Rows of box annotation data
"""

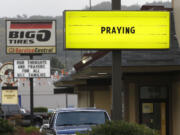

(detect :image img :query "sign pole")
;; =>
[112,0,123,120]
[29,55,34,125]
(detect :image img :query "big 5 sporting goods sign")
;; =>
[6,20,56,54]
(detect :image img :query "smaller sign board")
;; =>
[2,87,18,104]
[6,20,56,54]
[14,60,51,78]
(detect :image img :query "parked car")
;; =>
[0,104,43,127]
[40,108,110,135]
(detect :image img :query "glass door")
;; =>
[141,102,167,135]
[140,86,168,135]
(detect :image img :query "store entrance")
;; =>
[140,86,168,135]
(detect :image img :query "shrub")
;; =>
[14,127,43,135]
[0,119,14,135]
[34,107,48,112]
[79,121,158,135]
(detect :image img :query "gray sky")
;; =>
[0,0,171,17]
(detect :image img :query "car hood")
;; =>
[56,125,92,134]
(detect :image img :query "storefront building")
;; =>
[56,7,180,135]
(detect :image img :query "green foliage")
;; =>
[13,127,45,135]
[0,119,14,135]
[34,107,48,112]
[81,121,158,135]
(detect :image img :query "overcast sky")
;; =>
[0,0,171,17]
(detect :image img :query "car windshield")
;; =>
[56,111,108,126]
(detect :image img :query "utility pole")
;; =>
[112,0,123,120]
[29,54,34,125]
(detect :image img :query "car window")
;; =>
[56,111,108,126]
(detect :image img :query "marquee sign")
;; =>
[64,11,170,49]
[14,60,51,78]
[6,20,56,54]
[2,87,18,104]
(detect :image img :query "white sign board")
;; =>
[14,60,51,78]
[6,20,56,54]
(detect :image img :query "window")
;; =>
[140,86,168,99]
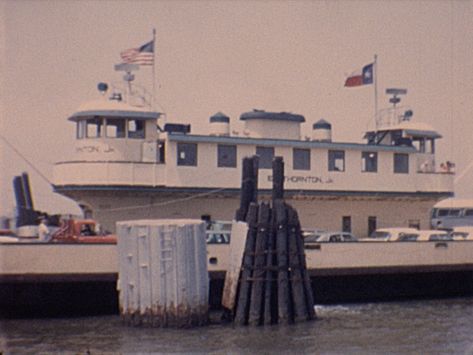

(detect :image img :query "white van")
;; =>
[430,198,473,230]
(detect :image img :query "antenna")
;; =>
[115,63,140,97]
[386,88,407,123]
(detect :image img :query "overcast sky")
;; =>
[0,0,473,215]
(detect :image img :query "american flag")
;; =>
[120,40,154,65]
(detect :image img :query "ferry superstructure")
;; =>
[54,68,453,237]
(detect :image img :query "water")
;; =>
[0,298,473,354]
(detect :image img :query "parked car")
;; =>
[304,231,358,244]
[360,228,418,242]
[398,230,453,242]
[450,226,473,240]
[205,221,232,244]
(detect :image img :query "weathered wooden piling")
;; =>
[248,203,270,325]
[228,157,315,325]
[235,203,258,325]
[117,220,209,327]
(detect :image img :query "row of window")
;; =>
[77,117,145,139]
[177,143,409,174]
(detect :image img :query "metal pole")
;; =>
[152,28,156,110]
[373,54,379,131]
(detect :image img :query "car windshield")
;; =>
[429,234,452,240]
[370,231,391,239]
[206,232,230,244]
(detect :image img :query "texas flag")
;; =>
[345,63,374,87]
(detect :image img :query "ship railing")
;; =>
[111,82,153,108]
[376,106,413,127]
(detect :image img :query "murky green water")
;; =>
[0,298,473,354]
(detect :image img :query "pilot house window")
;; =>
[328,150,345,171]
[128,120,145,139]
[394,153,409,174]
[361,152,378,173]
[217,144,236,168]
[77,117,103,138]
[177,143,197,166]
[292,148,310,170]
[105,118,126,138]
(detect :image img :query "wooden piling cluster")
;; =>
[229,157,315,325]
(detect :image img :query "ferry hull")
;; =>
[0,241,473,317]
[56,186,451,238]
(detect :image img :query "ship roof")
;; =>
[168,134,416,153]
[434,197,473,208]
[368,121,442,138]
[240,110,305,123]
[69,100,161,121]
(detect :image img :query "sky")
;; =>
[0,0,473,215]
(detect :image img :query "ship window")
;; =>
[256,147,274,169]
[361,152,378,173]
[217,144,236,168]
[465,209,473,217]
[407,219,420,229]
[105,118,125,138]
[156,141,166,163]
[292,148,310,170]
[86,117,102,138]
[394,153,409,174]
[368,216,378,235]
[342,216,351,233]
[328,150,345,171]
[128,120,145,139]
[177,143,197,166]
[76,121,87,139]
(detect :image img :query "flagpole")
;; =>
[152,28,156,110]
[374,54,378,131]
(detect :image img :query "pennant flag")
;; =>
[345,63,374,87]
[120,40,154,65]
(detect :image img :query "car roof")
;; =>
[376,227,418,232]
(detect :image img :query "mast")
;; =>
[373,54,379,131]
[152,28,156,110]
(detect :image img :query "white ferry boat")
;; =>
[49,65,453,237]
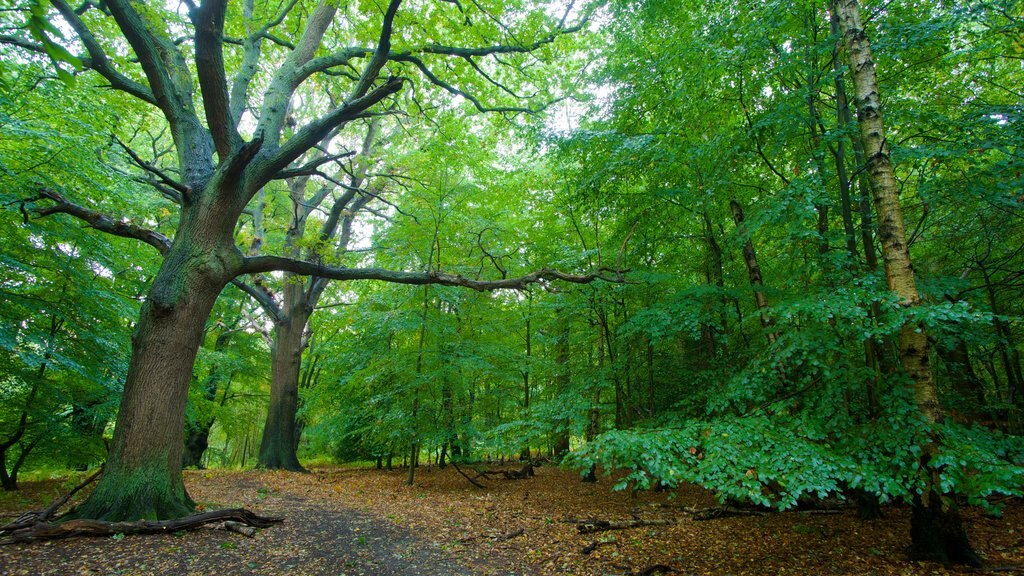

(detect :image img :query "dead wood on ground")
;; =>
[577,520,675,534]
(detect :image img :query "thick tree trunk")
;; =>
[729,200,778,344]
[75,233,234,522]
[257,312,307,471]
[833,0,981,566]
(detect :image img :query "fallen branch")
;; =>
[683,506,768,521]
[636,564,675,576]
[0,466,103,536]
[221,520,256,538]
[0,508,285,545]
[577,520,675,534]
[452,460,486,488]
[580,540,618,556]
[476,464,534,480]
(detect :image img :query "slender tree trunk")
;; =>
[553,308,572,460]
[833,0,981,566]
[257,311,306,471]
[729,200,778,343]
[181,331,233,468]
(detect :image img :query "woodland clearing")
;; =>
[0,466,1024,576]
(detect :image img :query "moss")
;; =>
[67,459,196,522]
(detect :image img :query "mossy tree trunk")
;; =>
[24,0,600,521]
[76,198,242,522]
[833,0,981,566]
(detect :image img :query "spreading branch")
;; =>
[28,189,171,254]
[240,256,623,292]
[188,0,234,160]
[0,508,285,545]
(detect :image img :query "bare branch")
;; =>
[242,256,623,292]
[32,189,171,254]
[349,0,401,98]
[47,0,157,105]
[188,0,234,156]
[257,78,402,181]
[391,53,536,114]
[111,134,191,196]
[231,278,281,322]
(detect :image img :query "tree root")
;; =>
[0,465,103,536]
[470,463,534,482]
[0,508,285,545]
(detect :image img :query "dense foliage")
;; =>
[0,0,1024,561]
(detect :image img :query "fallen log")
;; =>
[683,506,768,521]
[474,464,534,480]
[0,466,103,536]
[452,460,487,489]
[577,520,675,534]
[0,508,285,545]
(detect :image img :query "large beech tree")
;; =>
[4,0,598,521]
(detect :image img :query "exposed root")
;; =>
[0,508,285,545]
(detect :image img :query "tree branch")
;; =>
[111,135,191,195]
[31,189,171,254]
[231,278,281,322]
[349,0,401,99]
[256,78,402,182]
[242,256,622,292]
[188,0,234,156]
[391,53,536,114]
[53,0,157,106]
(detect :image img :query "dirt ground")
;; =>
[0,467,1024,576]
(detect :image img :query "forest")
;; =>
[0,0,1024,576]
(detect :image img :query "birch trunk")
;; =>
[833,0,981,566]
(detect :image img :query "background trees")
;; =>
[0,0,1024,565]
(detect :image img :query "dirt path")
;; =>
[0,471,511,576]
[0,466,1024,576]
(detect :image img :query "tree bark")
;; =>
[74,225,241,522]
[833,0,981,566]
[729,200,778,344]
[257,311,307,471]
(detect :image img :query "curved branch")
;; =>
[188,0,234,160]
[349,0,401,98]
[33,189,171,254]
[53,0,157,106]
[256,78,402,182]
[391,52,536,114]
[242,256,623,292]
[231,278,281,323]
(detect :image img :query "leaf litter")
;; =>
[0,466,1024,576]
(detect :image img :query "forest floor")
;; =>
[0,466,1024,576]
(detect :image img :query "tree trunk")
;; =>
[74,233,235,522]
[833,0,981,566]
[553,308,572,461]
[729,200,778,344]
[256,307,307,471]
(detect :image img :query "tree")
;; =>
[833,0,981,566]
[7,0,597,521]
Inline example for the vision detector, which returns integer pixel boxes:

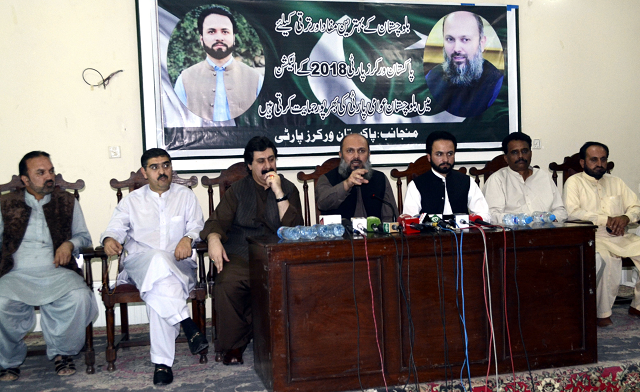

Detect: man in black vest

[200,136,304,365]
[315,133,398,222]
[403,131,490,222]
[0,151,98,381]
[426,11,504,117]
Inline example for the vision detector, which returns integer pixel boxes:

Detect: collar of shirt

[24,189,51,208]
[507,166,536,183]
[207,56,233,71]
[431,168,447,182]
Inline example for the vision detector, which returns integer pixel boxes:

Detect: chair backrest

[469,154,507,186]
[298,158,340,226]
[549,153,615,186]
[109,168,198,203]
[0,174,84,200]
[391,155,467,214]
[200,162,249,216]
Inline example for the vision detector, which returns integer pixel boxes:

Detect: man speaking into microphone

[315,133,398,222]
[403,131,490,222]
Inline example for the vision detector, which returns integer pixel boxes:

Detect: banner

[138,0,519,171]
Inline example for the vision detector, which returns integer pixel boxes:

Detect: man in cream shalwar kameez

[564,142,640,327]
[100,149,208,384]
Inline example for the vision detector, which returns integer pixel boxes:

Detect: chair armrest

[195,241,209,290]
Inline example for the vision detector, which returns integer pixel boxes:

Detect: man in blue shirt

[174,7,263,121]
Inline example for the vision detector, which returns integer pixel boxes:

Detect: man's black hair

[244,136,278,165]
[340,133,371,152]
[502,132,531,154]
[580,142,609,159]
[140,148,171,169]
[18,151,51,177]
[426,131,458,155]
[198,7,238,35]
[442,11,484,39]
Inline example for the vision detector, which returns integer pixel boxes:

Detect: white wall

[0,0,640,269]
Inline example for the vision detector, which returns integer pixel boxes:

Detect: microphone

[371,193,396,222]
[469,214,491,226]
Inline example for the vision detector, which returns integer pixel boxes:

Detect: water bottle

[533,211,556,223]
[327,223,344,237]
[502,214,518,226]
[516,213,533,226]
[278,226,300,240]
[313,225,331,238]
[296,226,318,240]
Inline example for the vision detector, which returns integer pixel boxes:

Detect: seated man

[564,142,640,327]
[484,132,567,224]
[0,151,98,381]
[200,136,303,365]
[403,131,490,222]
[315,133,398,222]
[100,148,209,385]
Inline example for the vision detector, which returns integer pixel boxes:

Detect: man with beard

[315,133,398,222]
[100,148,209,385]
[564,142,640,327]
[0,151,98,381]
[403,131,491,222]
[174,7,263,121]
[484,132,567,224]
[426,11,504,117]
[200,136,304,365]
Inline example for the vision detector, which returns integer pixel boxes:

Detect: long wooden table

[249,225,597,391]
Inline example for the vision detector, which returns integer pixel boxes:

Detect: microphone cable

[433,235,453,391]
[362,235,389,392]
[391,230,420,391]
[505,230,534,390]
[345,230,364,392]
[454,230,472,390]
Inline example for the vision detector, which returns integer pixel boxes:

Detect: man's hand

[607,215,629,236]
[264,171,284,199]
[174,237,193,261]
[344,169,369,191]
[207,233,229,273]
[102,237,122,257]
[53,241,73,268]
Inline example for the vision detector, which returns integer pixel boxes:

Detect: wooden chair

[0,174,96,374]
[549,153,615,186]
[298,158,340,226]
[469,154,540,186]
[469,154,507,186]
[95,170,208,372]
[200,162,249,362]
[391,155,467,214]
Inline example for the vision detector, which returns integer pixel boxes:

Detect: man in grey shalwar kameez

[0,151,98,381]
[100,148,209,385]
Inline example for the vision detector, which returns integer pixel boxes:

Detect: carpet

[5,305,640,392]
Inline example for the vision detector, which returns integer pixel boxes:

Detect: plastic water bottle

[533,211,556,223]
[327,223,344,237]
[296,226,318,240]
[313,225,331,238]
[516,213,533,226]
[278,226,300,240]
[502,214,518,226]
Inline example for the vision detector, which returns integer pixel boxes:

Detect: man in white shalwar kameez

[484,132,567,224]
[100,148,208,385]
[564,142,640,327]
[0,151,98,381]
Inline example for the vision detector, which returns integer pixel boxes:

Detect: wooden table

[249,225,597,391]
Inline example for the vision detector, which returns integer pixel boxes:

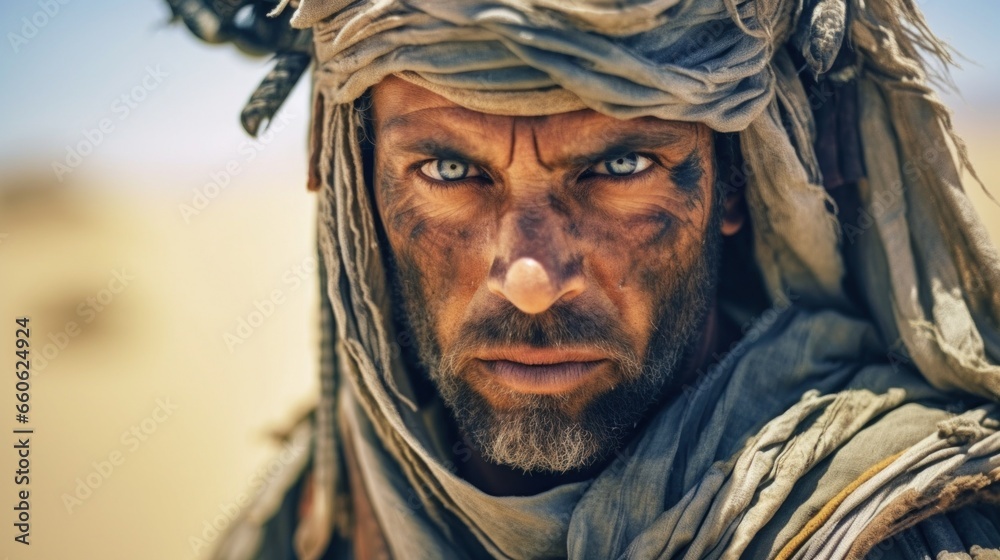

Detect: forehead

[372,76,707,158]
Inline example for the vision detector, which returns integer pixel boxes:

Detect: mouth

[476,347,609,395]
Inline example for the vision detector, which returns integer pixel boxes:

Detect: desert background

[0,0,1000,560]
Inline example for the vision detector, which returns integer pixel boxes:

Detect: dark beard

[389,206,722,473]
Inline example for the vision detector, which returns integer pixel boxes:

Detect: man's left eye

[588,153,653,177]
[420,159,482,182]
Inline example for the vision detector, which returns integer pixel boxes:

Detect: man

[172,0,1000,559]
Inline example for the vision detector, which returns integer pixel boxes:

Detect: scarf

[182,0,1000,558]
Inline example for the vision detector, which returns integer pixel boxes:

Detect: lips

[476,347,608,395]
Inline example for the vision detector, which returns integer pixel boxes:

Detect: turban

[166,0,1000,558]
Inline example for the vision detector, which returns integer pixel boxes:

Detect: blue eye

[420,159,482,182]
[589,153,653,177]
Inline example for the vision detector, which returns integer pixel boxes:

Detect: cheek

[380,175,492,345]
[575,195,705,351]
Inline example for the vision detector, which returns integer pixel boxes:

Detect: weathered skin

[372,78,742,488]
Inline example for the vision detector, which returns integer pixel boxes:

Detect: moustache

[456,301,632,354]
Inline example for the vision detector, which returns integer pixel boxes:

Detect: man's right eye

[420,159,483,182]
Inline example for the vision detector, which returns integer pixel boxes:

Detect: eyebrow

[551,129,687,167]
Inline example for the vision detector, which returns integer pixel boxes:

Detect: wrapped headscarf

[164,0,1000,558]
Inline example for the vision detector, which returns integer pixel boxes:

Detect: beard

[389,206,722,473]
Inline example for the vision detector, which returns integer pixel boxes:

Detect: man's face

[373,78,722,472]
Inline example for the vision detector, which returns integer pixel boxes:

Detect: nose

[487,210,585,315]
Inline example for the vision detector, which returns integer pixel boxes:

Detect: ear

[712,131,749,236]
[722,185,747,235]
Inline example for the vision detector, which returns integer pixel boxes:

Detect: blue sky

[0,0,1000,188]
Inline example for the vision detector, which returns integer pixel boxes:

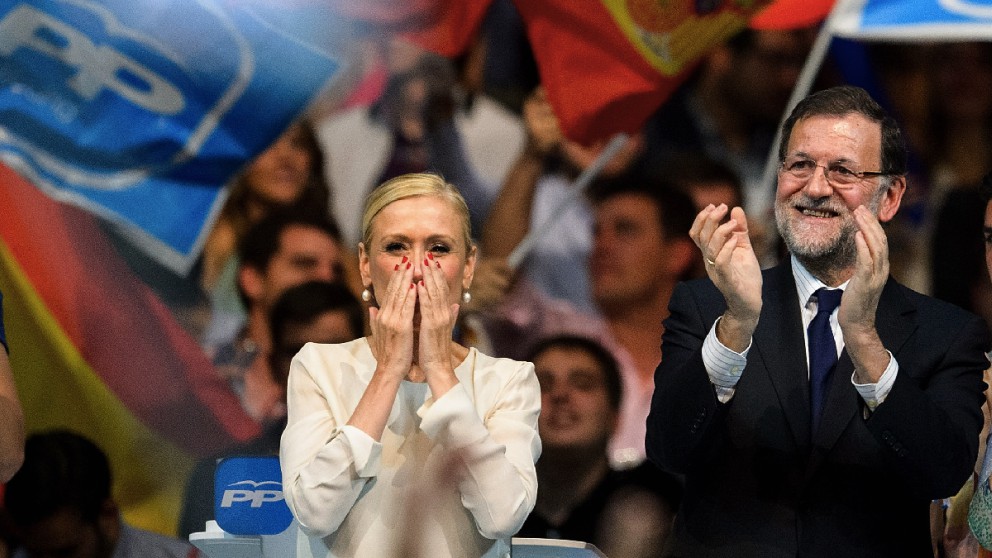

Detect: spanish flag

[0,166,258,534]
[408,0,833,145]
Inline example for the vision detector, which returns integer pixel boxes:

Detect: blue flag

[0,0,341,273]
[832,0,992,41]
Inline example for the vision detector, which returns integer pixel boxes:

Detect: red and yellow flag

[0,166,258,533]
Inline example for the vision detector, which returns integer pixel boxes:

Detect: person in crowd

[179,281,365,537]
[646,86,989,557]
[209,213,344,422]
[280,174,541,557]
[4,430,200,558]
[0,293,24,482]
[481,179,699,468]
[517,335,681,558]
[964,174,992,558]
[482,87,643,318]
[200,120,331,297]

"""

WHAT TO PRODUCE
Select every line of the records that contains the word "microphone", and copy each one out in full.

EXPECTED OUTPUT
Detect: man speaking into microphone
Detect: microphone
Detect: microphone cable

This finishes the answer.